** BEGIN Data section **

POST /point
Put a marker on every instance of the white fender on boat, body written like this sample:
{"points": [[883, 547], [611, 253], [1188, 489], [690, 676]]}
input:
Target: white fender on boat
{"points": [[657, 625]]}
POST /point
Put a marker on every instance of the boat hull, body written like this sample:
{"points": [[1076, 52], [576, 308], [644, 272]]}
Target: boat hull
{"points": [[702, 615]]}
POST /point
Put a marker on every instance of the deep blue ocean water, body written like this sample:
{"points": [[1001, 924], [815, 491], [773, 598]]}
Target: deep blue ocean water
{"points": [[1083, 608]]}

** END Data section **

Challenge - Transcribe all the entries, keeping each one exactly as it is.

The reply -
POST /point
Put a marker on every instance of the white fender on boat, body written like this sample:
{"points": [[883, 547], [611, 253], [1188, 489], [690, 676]]}
input:
Target: white fender on boat
{"points": [[657, 625]]}
POST /point
Put a marker on every instance of the boat hull, body written like this sample:
{"points": [[1076, 52], [576, 308], [644, 272]]}
Target: boat hull
{"points": [[702, 615]]}
POST /point
Put a marker on every instance of the deep blue ocean water, body written like this sample:
{"points": [[1001, 924], [815, 491], [773, 598]]}
Target: deep blue ocean water
{"points": [[1083, 608]]}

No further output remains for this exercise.